* 求められる作業
リストの冒頭から「top-left (0, 132), bottom-right (491, 672)」を含む行までを、その行も含めて、空行を除いた番号付きの箇条書きに書き直すこと。画像は答えに含めないこと。

* 入力データ

··········

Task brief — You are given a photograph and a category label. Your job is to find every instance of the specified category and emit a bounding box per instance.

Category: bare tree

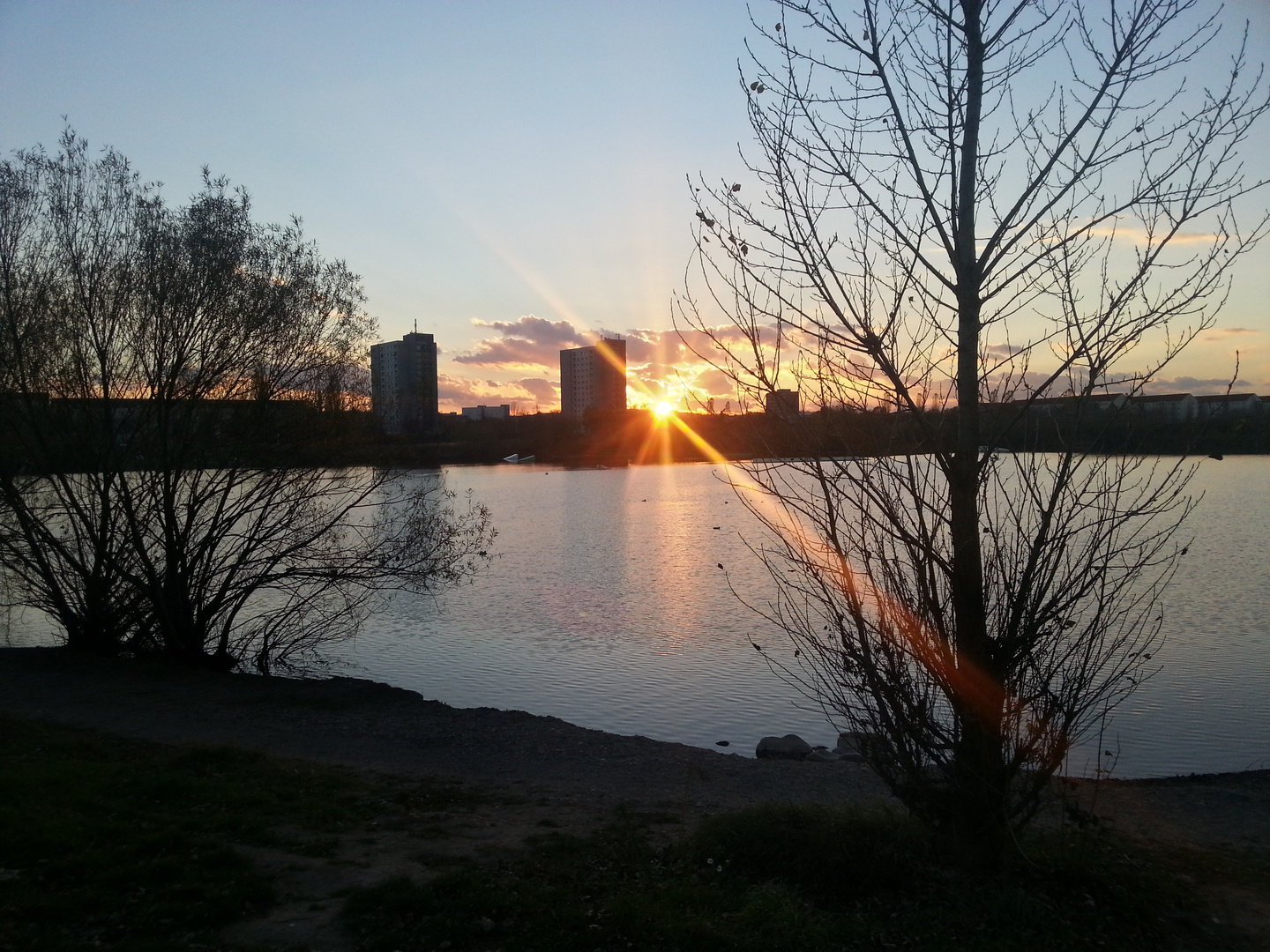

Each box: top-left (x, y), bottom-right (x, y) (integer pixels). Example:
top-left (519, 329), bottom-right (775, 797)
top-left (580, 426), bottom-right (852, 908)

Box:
top-left (678, 0), bottom-right (1267, 867)
top-left (0, 132), bottom-right (491, 672)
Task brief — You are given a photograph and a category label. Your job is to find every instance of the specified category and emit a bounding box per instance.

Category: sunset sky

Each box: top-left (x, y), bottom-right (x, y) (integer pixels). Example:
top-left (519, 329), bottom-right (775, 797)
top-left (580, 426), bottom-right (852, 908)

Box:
top-left (0, 0), bottom-right (1270, 412)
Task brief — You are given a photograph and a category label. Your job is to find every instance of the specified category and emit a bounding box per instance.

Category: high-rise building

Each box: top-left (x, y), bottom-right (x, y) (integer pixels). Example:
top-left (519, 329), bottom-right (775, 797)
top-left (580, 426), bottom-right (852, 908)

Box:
top-left (560, 338), bottom-right (626, 416)
top-left (370, 331), bottom-right (437, 435)
top-left (763, 390), bottom-right (800, 420)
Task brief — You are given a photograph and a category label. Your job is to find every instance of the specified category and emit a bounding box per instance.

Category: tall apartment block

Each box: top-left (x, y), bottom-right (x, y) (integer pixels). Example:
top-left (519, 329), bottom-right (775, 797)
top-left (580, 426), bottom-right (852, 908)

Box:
top-left (370, 331), bottom-right (437, 435)
top-left (560, 338), bottom-right (626, 416)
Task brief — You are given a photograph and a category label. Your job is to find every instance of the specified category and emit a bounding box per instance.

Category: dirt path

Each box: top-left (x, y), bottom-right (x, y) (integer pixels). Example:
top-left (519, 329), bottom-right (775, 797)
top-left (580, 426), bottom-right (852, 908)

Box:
top-left (0, 649), bottom-right (1270, 952)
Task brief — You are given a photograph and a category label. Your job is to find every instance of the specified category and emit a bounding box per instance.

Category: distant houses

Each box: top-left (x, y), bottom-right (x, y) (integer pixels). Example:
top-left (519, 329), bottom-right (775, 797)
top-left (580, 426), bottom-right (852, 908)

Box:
top-left (1011, 393), bottom-right (1265, 423)
top-left (459, 404), bottom-right (512, 420)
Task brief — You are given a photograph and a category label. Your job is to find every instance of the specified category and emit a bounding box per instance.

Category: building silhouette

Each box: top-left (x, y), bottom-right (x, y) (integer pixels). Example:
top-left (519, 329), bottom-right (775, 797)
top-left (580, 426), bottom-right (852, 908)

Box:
top-left (560, 338), bottom-right (626, 416)
top-left (370, 331), bottom-right (437, 435)
top-left (763, 390), bottom-right (802, 420)
top-left (461, 404), bottom-right (512, 420)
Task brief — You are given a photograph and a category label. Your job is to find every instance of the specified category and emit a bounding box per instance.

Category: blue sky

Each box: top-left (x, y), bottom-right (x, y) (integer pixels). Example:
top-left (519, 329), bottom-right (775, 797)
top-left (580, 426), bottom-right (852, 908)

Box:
top-left (0, 0), bottom-right (1270, 409)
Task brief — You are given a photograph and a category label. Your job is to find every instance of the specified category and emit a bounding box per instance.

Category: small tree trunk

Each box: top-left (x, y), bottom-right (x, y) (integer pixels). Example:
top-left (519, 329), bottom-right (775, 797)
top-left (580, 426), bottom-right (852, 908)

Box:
top-left (947, 0), bottom-right (1008, 871)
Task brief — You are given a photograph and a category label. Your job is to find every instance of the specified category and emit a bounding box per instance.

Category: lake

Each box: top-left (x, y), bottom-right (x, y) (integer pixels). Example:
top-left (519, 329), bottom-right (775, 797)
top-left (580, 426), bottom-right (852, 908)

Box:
top-left (0, 457), bottom-right (1270, 777)
top-left (325, 457), bottom-right (1270, 777)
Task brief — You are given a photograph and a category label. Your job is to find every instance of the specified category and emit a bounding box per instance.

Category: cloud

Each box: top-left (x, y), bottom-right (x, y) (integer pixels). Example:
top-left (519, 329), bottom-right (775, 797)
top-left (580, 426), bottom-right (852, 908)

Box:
top-left (516, 377), bottom-right (560, 406)
top-left (1203, 328), bottom-right (1261, 343)
top-left (451, 314), bottom-right (597, 369)
top-left (437, 373), bottom-right (560, 413)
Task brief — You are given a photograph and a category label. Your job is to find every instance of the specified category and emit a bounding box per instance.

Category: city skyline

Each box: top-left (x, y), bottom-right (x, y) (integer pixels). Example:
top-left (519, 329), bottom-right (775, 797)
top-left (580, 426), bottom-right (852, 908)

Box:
top-left (0, 0), bottom-right (1270, 410)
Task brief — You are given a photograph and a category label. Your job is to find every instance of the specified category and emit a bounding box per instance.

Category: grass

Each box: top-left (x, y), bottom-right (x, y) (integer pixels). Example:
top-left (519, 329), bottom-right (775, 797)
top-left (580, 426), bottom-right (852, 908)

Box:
top-left (0, 718), bottom-right (1267, 952)
top-left (344, 806), bottom-right (1246, 952)
top-left (0, 716), bottom-right (480, 952)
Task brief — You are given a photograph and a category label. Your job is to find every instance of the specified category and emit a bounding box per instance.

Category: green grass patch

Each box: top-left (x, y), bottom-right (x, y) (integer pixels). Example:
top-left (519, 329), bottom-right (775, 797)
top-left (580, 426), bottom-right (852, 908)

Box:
top-left (344, 806), bottom-right (1244, 952)
top-left (0, 716), bottom-right (480, 952)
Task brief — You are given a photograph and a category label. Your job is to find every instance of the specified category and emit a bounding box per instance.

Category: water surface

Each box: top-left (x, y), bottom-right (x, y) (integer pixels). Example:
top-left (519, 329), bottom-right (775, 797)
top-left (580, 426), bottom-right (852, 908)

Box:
top-left (344, 457), bottom-right (1270, 777)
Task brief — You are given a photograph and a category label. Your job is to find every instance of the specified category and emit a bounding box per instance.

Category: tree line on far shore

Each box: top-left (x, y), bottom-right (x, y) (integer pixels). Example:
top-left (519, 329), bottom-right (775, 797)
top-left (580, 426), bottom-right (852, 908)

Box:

··········

* 解答は以下
1. Task brief — You are given a photograph and a category label. Your job is to find every instance of the specified category and emit a bounding box per instance.
2. Category: bare tree
3. Each box: top-left (x, y), bottom-right (x, y) (integer pixels). Example:
4. top-left (519, 329), bottom-right (775, 797)
5. top-left (580, 426), bottom-right (852, 908)
6. Box:
7. top-left (678, 0), bottom-right (1267, 867)
8. top-left (0, 132), bottom-right (491, 672)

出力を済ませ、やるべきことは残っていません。